__PROBLEM DESCRIPTION__
Only the lines from the one containing "Where can the person" through the last line below should be written out, exactly and with both ends kept.

Location annotation dataset excerpts:
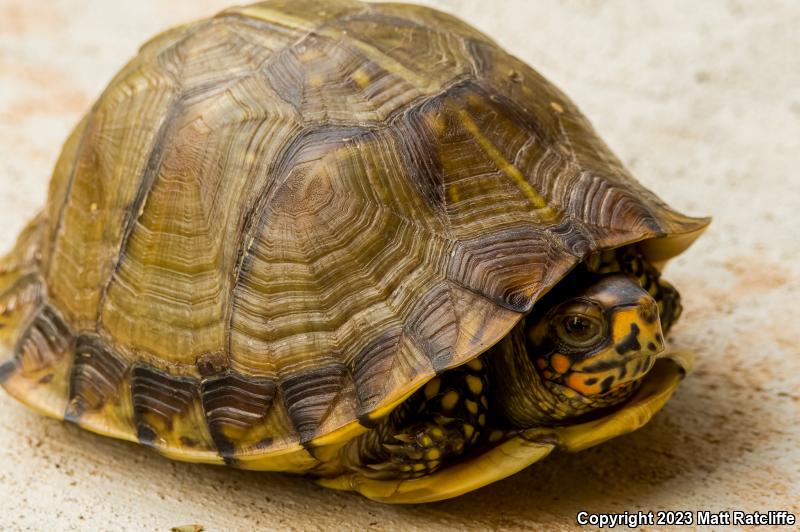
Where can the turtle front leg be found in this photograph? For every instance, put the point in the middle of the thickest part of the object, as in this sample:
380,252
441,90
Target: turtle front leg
433,427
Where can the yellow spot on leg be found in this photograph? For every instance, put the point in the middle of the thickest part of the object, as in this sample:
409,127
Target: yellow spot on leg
450,400
474,384
432,388
469,430
559,362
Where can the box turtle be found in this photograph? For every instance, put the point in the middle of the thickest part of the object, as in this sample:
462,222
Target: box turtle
355,241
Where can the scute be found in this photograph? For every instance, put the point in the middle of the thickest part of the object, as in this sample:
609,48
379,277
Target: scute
276,224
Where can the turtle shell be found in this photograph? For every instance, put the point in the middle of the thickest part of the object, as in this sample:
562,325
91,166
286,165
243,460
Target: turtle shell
275,224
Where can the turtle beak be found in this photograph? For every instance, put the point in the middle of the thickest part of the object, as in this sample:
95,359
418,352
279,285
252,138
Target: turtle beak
636,340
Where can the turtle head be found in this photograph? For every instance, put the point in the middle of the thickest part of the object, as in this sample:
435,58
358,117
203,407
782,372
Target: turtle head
583,349
595,341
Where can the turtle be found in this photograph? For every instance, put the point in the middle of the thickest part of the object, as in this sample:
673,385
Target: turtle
356,241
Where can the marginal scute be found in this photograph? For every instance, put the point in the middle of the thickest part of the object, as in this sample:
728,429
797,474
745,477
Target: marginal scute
276,224
96,376
236,407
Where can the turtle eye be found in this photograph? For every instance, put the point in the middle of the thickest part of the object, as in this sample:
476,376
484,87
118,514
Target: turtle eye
580,326
579,330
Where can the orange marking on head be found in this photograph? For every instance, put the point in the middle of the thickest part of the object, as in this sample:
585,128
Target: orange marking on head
559,362
576,381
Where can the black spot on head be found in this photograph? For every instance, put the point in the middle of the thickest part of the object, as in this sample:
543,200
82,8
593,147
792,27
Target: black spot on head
648,313
630,342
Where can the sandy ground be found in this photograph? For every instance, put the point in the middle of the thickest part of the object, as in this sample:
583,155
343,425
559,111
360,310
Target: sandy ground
699,99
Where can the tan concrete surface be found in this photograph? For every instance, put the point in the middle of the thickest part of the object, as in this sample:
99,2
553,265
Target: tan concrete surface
700,99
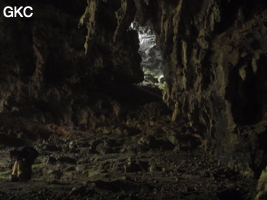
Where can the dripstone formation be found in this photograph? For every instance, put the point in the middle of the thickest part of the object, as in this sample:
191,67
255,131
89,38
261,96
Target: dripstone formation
73,66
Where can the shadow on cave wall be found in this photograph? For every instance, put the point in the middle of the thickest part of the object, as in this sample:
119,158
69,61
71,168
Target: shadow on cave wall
245,91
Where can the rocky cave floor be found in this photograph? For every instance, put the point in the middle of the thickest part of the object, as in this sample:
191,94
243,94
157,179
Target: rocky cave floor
145,157
117,166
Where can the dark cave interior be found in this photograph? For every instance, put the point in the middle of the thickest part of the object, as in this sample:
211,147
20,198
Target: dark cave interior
76,84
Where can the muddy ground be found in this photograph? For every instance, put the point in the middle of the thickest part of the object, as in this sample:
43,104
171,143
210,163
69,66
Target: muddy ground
105,165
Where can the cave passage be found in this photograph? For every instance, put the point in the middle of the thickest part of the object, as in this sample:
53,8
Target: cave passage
151,55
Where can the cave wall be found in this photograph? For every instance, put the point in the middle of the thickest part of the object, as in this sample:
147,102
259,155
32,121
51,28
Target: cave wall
49,81
214,55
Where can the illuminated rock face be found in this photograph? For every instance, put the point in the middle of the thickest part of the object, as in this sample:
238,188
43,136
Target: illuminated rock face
213,60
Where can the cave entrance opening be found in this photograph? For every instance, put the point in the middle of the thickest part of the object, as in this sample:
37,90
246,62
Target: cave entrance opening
151,63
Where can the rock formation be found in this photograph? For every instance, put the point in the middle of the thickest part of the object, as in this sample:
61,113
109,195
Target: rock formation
72,64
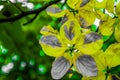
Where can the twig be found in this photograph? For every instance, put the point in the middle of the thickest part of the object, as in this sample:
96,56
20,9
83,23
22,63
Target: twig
21,15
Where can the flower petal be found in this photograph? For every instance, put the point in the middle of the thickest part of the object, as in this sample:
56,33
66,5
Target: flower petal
84,2
112,55
92,43
117,32
72,3
117,9
55,11
60,67
52,45
92,37
70,31
86,66
107,27
47,30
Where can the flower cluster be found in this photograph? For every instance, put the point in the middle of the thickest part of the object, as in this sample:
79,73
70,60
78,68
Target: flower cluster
75,44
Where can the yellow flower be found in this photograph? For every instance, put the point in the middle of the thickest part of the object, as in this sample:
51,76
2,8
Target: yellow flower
71,47
105,61
82,11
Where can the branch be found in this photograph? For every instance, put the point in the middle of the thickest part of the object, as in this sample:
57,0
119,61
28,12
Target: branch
21,15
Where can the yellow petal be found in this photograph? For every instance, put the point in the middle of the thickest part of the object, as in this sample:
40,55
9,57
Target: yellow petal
117,9
92,43
70,31
99,77
88,15
112,55
46,30
52,45
72,3
110,6
101,4
107,27
55,11
101,15
117,33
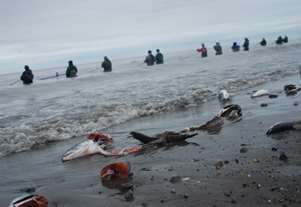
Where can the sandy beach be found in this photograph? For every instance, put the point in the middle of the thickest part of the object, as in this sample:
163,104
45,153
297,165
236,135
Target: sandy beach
239,166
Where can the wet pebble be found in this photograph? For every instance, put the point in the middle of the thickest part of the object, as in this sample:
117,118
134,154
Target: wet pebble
263,105
129,196
175,179
283,157
243,150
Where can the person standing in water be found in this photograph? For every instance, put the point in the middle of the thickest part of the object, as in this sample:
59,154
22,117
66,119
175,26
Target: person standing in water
150,59
235,47
159,57
218,49
106,64
203,51
71,71
263,42
27,76
246,44
279,41
285,39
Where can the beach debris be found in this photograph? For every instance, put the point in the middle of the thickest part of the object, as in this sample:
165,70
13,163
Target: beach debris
185,179
29,200
223,96
100,137
291,89
284,126
283,157
185,196
273,96
129,196
260,93
243,150
175,179
118,170
264,105
162,138
219,165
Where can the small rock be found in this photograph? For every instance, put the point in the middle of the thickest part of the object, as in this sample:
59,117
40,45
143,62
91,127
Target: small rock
127,186
274,149
283,157
144,204
264,105
186,196
186,179
273,96
219,165
145,169
233,201
129,196
173,191
175,179
243,150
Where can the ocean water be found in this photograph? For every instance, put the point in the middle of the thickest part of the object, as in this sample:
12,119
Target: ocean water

__RESULT OF THIS EXERCISE__
Where can the person standing in water be found in this photograph? For every instance, put the point in the middle of the thickest part of the object, as in this sample:
59,154
22,117
66,119
175,26
Target: person standing in water
150,59
235,47
159,57
218,49
106,64
203,51
71,71
263,42
27,76
246,44
279,41
285,39
Where can the beach debris be found in this photograph? For every instance, put the point in the middle of the thickest part of the object, as in this sample:
165,70
13,163
Target: beach debris
185,179
29,200
223,96
100,137
291,89
284,126
283,157
185,196
273,96
129,196
260,93
243,150
175,179
118,170
264,105
162,138
219,165
Where can the small rock be found in this photograph? For every instance, put the point in the middle of the thickest part of the object, as in this sample:
59,117
40,45
143,62
91,127
Target: small rock
127,186
274,149
283,157
144,204
264,105
186,196
186,179
273,96
219,165
145,169
233,201
129,196
173,191
175,179
243,150
Where can the ocean water be found in this photograph? For every instance, put the point in the middle of the thickest part of the object, as in this sample:
12,119
Target: ocean water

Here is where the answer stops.